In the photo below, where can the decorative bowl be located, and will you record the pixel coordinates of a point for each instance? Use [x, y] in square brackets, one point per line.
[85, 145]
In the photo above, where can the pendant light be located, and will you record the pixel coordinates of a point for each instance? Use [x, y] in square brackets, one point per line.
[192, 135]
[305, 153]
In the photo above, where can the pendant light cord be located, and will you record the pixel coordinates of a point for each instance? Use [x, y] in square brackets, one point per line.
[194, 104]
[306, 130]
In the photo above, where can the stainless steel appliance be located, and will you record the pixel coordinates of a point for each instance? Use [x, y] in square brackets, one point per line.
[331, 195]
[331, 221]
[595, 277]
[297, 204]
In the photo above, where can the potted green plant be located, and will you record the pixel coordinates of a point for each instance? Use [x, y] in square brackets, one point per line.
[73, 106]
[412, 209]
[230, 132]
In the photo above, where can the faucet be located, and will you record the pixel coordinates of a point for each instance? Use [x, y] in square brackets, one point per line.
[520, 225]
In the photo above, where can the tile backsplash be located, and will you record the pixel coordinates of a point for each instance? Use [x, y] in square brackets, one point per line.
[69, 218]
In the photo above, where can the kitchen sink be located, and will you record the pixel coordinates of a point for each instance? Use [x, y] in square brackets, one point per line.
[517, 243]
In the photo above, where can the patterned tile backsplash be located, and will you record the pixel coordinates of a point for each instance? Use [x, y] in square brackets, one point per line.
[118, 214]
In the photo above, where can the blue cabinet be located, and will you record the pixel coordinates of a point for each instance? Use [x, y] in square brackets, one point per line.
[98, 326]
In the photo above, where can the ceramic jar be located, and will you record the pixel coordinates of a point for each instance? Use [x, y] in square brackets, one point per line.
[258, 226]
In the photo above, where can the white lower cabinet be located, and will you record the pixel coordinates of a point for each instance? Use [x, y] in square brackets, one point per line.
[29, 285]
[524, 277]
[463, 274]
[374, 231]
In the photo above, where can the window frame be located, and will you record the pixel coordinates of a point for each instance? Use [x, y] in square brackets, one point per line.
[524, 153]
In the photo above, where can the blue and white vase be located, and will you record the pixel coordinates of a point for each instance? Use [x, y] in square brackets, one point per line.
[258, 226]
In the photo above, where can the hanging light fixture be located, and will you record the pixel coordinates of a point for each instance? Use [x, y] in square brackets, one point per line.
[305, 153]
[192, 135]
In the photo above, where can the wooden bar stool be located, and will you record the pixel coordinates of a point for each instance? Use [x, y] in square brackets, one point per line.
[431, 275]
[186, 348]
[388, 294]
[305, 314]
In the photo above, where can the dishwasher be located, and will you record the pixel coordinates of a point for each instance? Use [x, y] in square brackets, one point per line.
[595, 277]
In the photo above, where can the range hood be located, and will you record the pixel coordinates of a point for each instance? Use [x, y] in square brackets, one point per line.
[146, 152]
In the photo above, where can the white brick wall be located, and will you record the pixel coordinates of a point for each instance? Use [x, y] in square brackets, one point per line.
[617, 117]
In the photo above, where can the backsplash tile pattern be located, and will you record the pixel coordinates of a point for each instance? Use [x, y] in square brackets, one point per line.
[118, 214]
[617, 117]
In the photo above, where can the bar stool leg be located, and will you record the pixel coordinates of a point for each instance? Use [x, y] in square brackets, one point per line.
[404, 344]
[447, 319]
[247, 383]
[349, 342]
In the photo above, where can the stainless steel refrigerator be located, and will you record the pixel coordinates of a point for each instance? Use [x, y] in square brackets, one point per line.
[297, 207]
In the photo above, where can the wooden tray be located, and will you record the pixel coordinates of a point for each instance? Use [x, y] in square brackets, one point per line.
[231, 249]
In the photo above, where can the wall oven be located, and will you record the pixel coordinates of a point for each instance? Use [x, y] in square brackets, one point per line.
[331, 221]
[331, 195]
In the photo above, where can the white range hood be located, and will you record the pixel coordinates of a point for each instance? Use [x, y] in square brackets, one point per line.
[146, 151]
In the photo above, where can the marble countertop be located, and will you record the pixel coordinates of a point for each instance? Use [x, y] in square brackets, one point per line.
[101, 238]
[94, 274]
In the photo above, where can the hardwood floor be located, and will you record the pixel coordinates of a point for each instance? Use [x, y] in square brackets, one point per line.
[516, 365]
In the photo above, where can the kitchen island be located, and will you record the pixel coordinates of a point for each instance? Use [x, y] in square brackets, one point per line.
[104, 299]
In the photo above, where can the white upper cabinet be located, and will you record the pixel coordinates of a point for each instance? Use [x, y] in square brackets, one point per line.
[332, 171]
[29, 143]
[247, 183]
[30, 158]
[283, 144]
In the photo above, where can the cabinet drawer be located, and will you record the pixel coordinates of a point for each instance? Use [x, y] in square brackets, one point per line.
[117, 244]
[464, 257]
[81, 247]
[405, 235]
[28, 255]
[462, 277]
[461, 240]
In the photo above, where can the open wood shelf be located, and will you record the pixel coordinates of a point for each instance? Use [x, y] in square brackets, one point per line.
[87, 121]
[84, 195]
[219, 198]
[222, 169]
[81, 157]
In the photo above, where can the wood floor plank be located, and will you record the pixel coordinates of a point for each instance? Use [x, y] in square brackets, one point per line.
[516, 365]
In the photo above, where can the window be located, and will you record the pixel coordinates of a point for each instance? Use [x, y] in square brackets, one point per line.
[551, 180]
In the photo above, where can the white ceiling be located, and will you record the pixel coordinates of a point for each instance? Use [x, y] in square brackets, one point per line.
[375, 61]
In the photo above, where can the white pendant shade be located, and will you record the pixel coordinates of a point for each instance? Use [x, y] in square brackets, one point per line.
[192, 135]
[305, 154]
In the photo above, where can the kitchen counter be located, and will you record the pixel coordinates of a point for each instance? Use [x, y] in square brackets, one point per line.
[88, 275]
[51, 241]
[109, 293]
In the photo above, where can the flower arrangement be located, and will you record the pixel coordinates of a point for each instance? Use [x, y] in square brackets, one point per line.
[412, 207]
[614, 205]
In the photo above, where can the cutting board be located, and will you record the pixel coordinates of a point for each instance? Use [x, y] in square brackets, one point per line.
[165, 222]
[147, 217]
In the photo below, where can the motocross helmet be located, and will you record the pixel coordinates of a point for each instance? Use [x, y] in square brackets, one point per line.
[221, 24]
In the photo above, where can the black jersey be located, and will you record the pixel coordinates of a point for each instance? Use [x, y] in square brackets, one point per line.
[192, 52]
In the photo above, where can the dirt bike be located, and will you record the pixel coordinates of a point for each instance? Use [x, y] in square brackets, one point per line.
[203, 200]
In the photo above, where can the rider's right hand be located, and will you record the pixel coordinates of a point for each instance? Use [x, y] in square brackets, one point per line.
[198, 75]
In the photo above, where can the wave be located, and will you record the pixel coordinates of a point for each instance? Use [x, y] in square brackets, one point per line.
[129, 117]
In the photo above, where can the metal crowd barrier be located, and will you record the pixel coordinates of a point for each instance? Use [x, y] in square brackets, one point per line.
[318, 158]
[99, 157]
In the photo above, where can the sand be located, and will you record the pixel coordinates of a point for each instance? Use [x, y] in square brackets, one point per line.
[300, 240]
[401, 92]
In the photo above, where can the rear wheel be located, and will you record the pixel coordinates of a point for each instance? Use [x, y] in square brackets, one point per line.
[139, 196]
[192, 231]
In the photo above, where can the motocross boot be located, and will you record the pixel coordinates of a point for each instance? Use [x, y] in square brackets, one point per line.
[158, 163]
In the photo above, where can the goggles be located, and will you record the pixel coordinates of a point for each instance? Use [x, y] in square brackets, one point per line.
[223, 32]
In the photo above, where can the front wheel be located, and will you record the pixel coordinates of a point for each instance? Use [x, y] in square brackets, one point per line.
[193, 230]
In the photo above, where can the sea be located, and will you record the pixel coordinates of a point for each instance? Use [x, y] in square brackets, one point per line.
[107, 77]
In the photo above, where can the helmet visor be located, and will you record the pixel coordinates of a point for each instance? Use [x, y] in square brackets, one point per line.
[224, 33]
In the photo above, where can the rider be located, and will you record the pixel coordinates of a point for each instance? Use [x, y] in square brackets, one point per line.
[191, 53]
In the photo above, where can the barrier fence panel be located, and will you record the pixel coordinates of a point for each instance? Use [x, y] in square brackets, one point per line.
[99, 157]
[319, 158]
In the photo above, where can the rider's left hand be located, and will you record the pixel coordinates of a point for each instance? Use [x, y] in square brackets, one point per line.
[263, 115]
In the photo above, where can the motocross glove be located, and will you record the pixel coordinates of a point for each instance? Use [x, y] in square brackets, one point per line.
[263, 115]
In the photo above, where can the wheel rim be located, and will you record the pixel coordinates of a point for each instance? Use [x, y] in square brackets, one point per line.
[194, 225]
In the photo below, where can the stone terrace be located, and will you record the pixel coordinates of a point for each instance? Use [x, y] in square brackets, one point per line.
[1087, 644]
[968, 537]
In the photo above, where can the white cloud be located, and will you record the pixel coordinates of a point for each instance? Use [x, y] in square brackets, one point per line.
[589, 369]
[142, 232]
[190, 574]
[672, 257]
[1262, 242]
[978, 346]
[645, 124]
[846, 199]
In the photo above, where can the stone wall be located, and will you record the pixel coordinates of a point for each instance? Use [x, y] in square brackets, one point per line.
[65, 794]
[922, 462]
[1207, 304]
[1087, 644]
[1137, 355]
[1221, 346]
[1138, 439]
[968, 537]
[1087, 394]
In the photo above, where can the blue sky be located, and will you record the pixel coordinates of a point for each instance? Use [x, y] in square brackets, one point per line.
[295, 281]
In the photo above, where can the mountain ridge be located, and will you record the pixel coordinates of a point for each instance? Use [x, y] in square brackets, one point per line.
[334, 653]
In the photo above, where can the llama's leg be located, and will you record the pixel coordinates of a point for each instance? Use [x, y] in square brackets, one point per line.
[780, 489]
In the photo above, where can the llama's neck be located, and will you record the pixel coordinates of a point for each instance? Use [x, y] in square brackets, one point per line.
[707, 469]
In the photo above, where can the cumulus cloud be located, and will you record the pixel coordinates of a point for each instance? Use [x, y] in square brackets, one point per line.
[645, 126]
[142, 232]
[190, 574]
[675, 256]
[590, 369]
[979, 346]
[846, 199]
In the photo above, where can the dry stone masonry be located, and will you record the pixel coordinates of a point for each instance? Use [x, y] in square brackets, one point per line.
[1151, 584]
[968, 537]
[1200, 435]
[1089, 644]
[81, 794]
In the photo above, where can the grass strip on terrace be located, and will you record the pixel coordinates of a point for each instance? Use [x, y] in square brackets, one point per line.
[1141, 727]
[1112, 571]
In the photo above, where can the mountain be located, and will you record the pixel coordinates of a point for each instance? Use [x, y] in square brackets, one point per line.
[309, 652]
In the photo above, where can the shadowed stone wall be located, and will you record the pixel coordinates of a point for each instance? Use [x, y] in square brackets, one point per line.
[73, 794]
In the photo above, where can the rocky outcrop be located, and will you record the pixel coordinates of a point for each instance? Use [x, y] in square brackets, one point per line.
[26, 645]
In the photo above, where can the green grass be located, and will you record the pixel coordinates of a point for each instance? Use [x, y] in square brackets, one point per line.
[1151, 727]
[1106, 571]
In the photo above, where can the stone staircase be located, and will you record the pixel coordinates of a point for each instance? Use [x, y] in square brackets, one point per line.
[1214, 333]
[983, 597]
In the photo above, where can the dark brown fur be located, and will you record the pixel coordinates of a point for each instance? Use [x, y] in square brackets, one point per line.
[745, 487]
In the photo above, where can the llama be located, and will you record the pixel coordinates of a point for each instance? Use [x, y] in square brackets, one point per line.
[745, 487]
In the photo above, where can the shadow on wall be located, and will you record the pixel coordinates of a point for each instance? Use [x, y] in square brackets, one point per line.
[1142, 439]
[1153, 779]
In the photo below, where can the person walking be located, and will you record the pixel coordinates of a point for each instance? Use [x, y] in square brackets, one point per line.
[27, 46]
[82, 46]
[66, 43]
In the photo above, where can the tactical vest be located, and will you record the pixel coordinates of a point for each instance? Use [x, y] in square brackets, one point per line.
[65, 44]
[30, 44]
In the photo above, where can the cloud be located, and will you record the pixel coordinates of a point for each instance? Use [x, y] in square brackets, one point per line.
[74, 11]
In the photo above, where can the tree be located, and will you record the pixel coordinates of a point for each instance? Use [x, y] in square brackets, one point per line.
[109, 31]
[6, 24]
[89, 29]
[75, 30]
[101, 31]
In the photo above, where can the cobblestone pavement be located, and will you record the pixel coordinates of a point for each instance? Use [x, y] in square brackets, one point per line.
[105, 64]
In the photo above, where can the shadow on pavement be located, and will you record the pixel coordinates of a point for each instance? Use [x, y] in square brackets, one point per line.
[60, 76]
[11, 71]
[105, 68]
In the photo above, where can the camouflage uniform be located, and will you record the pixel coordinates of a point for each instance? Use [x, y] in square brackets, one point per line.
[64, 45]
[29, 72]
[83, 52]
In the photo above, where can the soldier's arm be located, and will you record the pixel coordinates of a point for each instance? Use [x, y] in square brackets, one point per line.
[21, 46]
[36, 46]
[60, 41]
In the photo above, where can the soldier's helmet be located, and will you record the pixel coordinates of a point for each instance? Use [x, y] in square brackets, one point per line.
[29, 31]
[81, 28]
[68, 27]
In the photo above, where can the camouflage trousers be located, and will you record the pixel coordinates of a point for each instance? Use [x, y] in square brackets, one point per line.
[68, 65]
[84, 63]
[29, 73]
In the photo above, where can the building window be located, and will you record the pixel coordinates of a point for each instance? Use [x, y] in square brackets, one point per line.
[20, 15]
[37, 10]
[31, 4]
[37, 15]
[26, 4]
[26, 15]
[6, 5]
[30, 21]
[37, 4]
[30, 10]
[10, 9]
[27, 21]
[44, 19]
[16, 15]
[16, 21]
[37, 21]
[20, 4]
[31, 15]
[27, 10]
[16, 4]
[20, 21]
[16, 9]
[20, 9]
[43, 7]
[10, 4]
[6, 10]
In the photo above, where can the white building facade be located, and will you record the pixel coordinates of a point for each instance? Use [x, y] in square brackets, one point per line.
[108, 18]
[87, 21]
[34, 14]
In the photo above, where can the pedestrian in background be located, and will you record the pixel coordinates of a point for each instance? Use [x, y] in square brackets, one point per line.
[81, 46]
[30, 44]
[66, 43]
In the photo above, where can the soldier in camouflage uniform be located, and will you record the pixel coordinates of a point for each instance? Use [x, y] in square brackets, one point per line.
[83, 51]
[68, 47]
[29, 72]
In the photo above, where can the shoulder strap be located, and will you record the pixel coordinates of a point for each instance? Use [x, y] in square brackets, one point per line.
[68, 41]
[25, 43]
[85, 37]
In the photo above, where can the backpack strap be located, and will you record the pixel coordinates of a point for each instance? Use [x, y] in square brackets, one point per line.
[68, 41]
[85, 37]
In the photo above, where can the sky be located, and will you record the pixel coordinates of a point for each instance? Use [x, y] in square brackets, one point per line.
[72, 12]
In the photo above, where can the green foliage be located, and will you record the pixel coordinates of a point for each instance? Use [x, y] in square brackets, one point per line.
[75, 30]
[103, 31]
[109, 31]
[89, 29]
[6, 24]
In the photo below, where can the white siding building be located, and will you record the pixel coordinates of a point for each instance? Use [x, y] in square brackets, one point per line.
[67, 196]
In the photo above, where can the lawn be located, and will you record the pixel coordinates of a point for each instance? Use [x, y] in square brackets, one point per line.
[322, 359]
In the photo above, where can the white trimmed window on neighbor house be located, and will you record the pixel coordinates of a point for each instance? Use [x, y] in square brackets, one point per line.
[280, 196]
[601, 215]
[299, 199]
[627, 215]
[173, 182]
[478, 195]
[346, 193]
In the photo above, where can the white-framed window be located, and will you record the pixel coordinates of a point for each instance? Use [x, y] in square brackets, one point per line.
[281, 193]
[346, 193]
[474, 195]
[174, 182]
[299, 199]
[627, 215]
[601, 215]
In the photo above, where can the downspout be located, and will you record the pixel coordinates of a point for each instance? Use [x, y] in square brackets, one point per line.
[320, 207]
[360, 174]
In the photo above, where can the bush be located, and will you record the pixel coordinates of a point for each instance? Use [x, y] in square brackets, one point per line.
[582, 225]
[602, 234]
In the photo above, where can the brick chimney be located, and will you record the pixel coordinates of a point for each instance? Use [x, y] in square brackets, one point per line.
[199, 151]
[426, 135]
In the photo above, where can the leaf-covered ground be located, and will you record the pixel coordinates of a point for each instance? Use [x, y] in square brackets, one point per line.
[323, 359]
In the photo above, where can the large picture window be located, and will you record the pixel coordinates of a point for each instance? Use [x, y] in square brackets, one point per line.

────────

> _The problem_
Would you copy exactly the lines from the one that contains "In the photo above, where can the leaf-covered" through the final line of the records above, including both?

> _Result below_
In the photo above, where can the leaf-covered ground be located, and will you record the pixel coordinates of a point for each instance? Use [x, y] in square brackets, one point per line.
[323, 359]
In the photo above, where can the large picture window be located, and will you record the pixel coordinates of a point for each instance? Use [x, y] in square brackets, one point per line.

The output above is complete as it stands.